GOAL — Please pick out and copy all lines in the material below that contain the word "every". Match case exactly.
INFORMATION PROVIDED start
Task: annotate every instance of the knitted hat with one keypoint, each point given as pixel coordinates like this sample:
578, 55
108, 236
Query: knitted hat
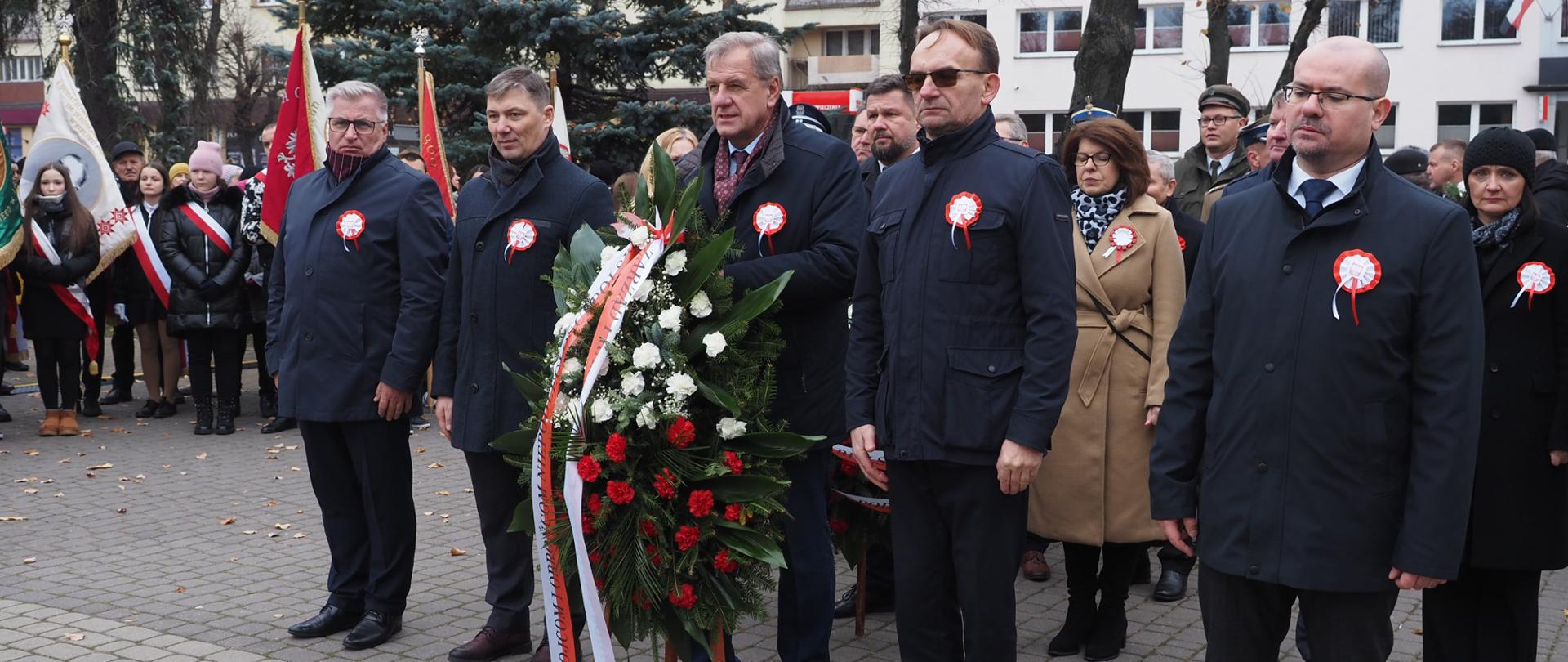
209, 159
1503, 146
INFORMATION PROVIDED end
INFORMATION PROVIDED start
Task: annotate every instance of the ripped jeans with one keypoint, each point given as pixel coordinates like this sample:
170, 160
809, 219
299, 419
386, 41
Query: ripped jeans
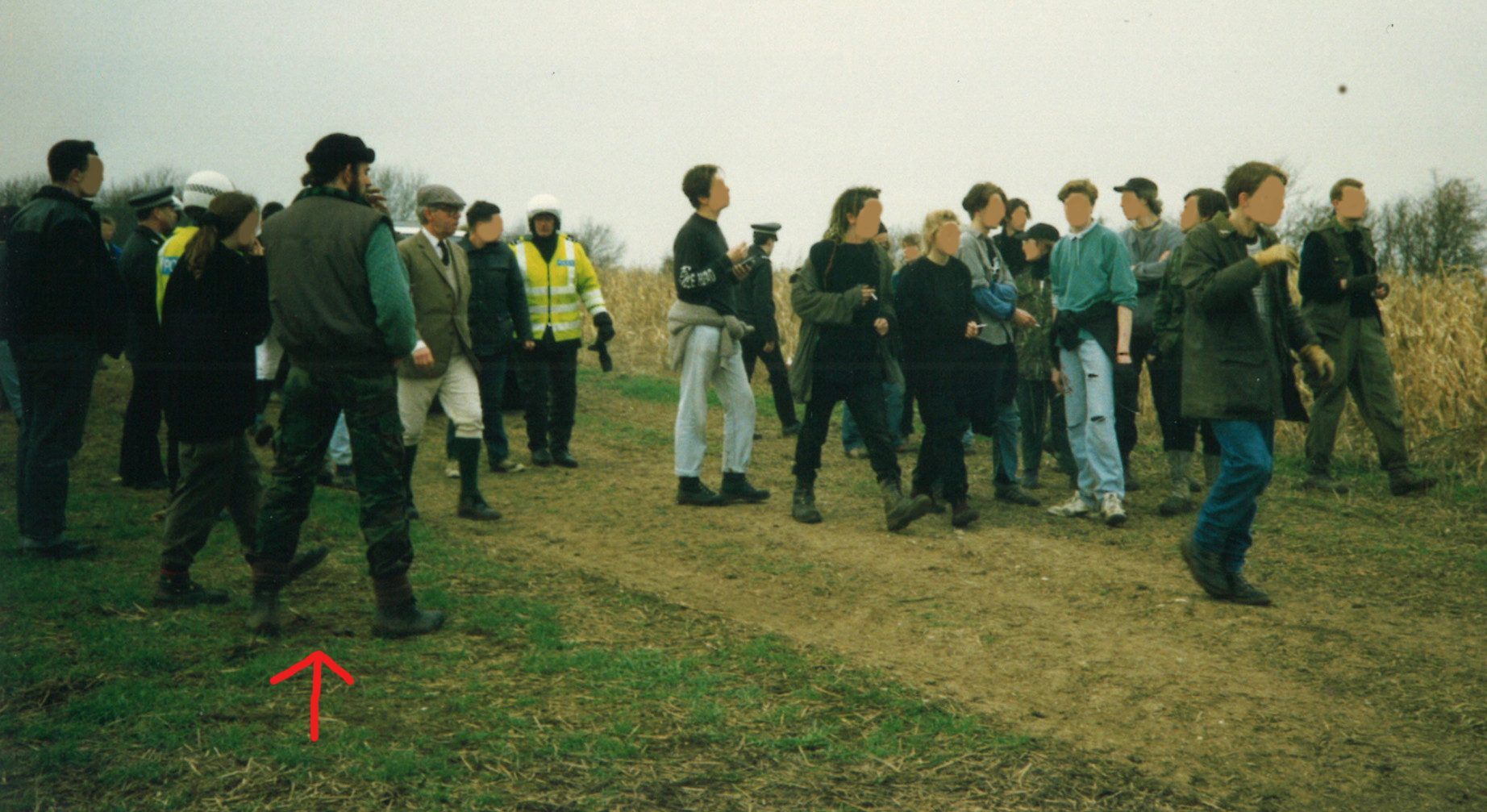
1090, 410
INFORMATION PROVIDED end
WRITTEN SOLUTION —
Task: annotate every instance of the knitted hat with one keypoint, each point given as pixel coordinates like this sample:
Task: annotate every instance of the ripped jeans with one keypoint, each point given as pixel coordinates like this sample:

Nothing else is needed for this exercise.